** Text for analysis **
I didn’t do a second workout. No weights, no mat time. Just the one swim. I have 211 incomplete marketing tasks in Asana—two hundred and eleven—and 98 incomplete weekly priorities. When I see that number written out, my brain wants to panic, so instead it does something worse: it doesn’t look at the list at all. It stays in triage on the 11 items labeled “Skilled Hunters,” three of which are now overdue.

This is how you become someone managing a backlog instead of someone doing the work.

The wins were real but thin: Tefillin done, faith routine held. Sleep baseline met. Portfolio brief sent, investment reading consumed. But I spent most of my focus on consumption—Y Combinator hiring guide, The Week’s funding digest, LLM News Today. I read a lot. I sent a news brief. That’s adjacent to output. It’s not output.

And here’s the part that stings: I know exactly why I do this. It’s safer to curate than to commit. It’s safer to read about AI infrastructure than to decide which three tasks actually move the needle at work and execute them. Reading feels like work. Deciding feels like risk.

The Moment the System Needs You Most

The system score of 5 exists because I built something (Morning Brief is legitimately solid), and then I let the other six automations fail without understanding why. That’s not a system—that’s a prototype I’m pretending is infrastructure.

Tomorrow I have three work tasks due: AE allocation for EMEA and two conference follow-ups. They’re still open. I also have no ScreenPipe data, no live finance signal, no visibility into how I actually spent my time. I’m flying on instruments half of which aren’t lit up.

So here’s what I’m sitting with: I can score a 6.4 and still be in a position where my work is treading water, my habits are skipped (five of them today), and my most important system—the one that’s supposed to give me visibility—is partially offline. The score isn’t wrong. But it’s hiding something: technical debt compounds faster than daily scores measure.

Yalla. Tomorrow I debug the Cron failures first. Not “when I have time.” First.

What systems are you maintaining on willpower alone instead of actually fixing?

** Records provided **
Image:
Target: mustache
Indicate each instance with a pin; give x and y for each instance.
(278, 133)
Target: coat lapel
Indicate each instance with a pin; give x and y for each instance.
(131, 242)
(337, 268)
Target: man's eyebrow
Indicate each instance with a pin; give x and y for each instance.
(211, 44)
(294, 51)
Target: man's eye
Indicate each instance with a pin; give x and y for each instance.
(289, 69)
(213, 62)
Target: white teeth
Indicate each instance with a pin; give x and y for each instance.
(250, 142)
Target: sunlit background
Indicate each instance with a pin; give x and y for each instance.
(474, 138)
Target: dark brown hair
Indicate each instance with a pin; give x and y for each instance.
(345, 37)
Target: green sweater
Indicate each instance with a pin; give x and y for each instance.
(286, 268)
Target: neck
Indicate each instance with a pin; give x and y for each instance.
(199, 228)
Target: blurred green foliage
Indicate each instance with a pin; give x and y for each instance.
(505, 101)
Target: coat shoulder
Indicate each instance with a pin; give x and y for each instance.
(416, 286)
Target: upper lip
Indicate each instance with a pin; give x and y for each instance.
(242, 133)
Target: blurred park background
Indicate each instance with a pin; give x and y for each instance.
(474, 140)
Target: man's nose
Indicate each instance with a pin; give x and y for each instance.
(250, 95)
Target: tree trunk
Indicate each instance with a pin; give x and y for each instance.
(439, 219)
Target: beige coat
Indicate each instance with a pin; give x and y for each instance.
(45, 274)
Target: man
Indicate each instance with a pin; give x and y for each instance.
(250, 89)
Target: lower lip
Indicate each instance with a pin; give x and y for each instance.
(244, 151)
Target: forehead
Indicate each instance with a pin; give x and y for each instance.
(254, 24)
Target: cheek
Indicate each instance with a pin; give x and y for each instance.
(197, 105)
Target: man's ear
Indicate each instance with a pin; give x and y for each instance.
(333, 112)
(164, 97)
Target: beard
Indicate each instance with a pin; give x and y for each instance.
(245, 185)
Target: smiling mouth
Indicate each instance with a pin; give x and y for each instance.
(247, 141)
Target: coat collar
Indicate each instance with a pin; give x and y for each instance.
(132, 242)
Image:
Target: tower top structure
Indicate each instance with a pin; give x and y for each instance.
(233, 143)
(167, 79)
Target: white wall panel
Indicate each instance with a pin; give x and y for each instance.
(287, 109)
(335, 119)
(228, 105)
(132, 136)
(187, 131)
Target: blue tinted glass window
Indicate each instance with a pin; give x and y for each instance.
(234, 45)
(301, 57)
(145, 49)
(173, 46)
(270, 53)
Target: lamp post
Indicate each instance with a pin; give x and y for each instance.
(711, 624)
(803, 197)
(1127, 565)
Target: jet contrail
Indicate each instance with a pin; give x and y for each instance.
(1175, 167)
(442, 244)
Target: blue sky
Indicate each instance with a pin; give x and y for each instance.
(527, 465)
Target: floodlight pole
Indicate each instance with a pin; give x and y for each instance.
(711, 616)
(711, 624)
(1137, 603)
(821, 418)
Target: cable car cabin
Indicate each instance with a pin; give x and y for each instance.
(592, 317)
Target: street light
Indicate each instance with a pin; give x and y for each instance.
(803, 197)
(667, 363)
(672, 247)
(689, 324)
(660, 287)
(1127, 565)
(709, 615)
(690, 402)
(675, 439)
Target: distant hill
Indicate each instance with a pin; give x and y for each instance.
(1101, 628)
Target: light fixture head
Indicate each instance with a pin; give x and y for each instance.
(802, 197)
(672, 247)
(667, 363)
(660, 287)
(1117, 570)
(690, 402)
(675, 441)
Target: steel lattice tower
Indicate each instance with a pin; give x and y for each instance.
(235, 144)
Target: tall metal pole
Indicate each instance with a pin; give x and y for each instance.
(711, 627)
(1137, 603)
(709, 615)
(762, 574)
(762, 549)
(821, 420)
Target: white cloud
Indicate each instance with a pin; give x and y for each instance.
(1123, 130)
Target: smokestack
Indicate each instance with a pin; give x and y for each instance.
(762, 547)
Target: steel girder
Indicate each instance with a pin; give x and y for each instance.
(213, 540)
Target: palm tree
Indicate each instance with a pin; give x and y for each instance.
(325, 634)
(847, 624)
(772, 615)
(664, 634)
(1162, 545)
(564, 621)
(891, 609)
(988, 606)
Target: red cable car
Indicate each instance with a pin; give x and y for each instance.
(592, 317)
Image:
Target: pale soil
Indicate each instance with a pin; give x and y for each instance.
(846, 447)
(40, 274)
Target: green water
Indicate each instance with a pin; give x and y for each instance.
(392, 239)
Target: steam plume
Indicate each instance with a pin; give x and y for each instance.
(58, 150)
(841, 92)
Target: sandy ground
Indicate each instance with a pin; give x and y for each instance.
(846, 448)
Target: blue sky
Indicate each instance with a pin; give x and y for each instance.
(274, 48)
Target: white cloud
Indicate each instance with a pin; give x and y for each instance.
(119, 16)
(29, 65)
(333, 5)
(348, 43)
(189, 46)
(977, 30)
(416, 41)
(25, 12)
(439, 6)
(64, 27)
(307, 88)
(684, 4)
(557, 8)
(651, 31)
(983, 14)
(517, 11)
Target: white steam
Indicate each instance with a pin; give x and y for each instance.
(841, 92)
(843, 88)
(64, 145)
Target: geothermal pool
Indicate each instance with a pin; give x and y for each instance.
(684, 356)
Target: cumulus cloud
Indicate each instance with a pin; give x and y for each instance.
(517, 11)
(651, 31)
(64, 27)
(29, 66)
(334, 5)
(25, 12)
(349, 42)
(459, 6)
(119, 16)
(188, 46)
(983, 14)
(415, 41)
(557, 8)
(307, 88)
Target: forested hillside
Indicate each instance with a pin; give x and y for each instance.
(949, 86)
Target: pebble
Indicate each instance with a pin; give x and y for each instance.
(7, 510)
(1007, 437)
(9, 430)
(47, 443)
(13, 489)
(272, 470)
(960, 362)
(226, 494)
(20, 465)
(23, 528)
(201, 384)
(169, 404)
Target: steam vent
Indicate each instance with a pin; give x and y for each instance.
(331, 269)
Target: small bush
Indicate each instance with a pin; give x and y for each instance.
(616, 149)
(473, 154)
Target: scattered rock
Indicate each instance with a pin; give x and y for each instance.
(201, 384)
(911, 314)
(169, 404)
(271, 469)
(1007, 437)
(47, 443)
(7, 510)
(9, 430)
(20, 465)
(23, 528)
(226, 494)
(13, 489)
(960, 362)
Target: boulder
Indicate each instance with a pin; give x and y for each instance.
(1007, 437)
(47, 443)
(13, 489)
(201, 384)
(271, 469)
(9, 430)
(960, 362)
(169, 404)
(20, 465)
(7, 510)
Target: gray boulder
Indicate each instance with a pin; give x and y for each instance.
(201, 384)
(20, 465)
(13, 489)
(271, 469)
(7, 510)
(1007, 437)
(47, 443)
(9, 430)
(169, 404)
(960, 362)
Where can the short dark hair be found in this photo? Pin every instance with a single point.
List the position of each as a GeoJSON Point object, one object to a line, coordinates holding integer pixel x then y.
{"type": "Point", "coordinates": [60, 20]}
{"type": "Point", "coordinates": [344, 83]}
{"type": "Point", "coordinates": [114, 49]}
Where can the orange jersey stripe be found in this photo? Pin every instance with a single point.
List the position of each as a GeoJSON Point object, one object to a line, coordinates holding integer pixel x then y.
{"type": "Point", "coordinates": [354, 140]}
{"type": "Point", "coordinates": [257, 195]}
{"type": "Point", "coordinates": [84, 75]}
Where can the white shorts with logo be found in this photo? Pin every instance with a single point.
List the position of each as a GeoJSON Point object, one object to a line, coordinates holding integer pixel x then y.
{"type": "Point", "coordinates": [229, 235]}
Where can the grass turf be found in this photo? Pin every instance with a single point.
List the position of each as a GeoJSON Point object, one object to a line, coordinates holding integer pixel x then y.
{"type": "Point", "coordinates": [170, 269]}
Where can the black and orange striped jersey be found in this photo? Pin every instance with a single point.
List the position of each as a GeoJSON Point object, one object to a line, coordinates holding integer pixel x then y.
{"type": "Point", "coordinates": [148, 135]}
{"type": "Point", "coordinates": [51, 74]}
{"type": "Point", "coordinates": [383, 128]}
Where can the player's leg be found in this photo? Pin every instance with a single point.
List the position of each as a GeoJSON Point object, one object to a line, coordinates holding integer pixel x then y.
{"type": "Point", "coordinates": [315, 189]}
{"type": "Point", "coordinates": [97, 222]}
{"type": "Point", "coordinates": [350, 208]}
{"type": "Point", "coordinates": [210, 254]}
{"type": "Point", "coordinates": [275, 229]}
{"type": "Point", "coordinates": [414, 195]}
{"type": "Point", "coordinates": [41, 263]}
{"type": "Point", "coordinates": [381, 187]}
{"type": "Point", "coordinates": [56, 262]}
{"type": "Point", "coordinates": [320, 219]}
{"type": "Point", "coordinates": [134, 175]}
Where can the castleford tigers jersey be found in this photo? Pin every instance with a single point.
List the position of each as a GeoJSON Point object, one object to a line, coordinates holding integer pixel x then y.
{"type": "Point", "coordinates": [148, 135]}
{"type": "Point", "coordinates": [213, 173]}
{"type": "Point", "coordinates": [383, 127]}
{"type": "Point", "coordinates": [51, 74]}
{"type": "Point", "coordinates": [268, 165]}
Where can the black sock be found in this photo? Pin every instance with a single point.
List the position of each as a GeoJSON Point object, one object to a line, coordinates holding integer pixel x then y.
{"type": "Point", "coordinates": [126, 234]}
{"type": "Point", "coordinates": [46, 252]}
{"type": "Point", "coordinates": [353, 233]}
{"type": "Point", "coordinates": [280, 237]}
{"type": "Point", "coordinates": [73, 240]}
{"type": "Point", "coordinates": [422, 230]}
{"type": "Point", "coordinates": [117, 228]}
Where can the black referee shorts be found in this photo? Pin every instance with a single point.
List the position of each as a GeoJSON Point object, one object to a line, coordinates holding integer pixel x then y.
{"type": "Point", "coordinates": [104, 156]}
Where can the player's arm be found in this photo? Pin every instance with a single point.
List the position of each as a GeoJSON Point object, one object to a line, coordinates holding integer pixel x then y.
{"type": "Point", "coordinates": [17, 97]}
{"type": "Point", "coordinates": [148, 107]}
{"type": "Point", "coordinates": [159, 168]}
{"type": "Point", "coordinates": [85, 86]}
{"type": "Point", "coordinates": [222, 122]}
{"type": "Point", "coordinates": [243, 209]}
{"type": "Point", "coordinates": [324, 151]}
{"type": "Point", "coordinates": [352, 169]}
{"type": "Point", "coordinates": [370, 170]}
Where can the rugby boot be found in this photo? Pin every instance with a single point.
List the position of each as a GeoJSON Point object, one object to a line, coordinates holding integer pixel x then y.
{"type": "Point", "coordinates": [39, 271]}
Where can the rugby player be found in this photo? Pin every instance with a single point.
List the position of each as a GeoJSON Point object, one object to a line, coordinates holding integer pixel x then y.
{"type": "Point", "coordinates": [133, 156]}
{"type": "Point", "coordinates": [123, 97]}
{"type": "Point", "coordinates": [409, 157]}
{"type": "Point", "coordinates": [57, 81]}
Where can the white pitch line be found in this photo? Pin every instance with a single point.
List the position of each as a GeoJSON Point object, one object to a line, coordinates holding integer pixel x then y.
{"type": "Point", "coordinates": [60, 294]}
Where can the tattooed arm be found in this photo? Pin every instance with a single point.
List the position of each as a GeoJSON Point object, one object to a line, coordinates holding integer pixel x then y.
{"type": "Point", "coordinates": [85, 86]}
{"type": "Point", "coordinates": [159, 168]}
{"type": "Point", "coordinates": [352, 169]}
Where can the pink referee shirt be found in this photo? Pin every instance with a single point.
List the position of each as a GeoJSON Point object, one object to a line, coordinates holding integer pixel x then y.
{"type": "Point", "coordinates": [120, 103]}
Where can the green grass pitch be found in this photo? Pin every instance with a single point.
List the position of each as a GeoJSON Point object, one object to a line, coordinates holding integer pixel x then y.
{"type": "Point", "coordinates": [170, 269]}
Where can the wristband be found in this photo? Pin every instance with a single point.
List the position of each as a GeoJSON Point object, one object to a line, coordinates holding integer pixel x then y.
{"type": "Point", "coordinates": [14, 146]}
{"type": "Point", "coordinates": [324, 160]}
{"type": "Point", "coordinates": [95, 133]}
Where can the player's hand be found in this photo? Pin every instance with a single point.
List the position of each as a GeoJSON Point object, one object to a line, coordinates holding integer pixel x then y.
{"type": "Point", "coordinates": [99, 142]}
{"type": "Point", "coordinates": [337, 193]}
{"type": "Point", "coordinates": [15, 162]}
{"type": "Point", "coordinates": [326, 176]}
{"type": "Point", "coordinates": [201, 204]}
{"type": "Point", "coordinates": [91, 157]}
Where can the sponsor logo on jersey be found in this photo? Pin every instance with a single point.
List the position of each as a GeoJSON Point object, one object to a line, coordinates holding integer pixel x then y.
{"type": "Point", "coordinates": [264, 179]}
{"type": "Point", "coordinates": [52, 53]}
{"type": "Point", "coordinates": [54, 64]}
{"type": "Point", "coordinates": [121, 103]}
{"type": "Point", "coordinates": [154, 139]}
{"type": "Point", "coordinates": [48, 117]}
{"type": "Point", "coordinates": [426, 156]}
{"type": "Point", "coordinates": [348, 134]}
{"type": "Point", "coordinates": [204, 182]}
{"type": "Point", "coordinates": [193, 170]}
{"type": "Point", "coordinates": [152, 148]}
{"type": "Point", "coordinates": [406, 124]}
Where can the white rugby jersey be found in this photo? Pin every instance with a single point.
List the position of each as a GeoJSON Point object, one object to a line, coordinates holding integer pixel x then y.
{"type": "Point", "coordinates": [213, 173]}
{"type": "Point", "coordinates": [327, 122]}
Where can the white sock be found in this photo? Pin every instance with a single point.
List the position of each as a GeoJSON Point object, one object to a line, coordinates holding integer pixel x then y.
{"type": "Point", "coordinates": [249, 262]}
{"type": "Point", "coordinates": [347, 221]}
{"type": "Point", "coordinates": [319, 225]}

** What the task asks **
Return everything in the productivity reflection above from "The wins were" down to "It’s not output.", copied word for word.

** Answer box **
The wins were real but thin: Tefillin done, faith routine held. Sleep baseline met. Portfolio brief sent, investment reading consumed. But I spent most of my focus on consumption—Y Combinator hiring guide, The Week’s funding digest, LLM News Today. I read a lot. I sent a news brief. That’s adjacent to output. It’s not output.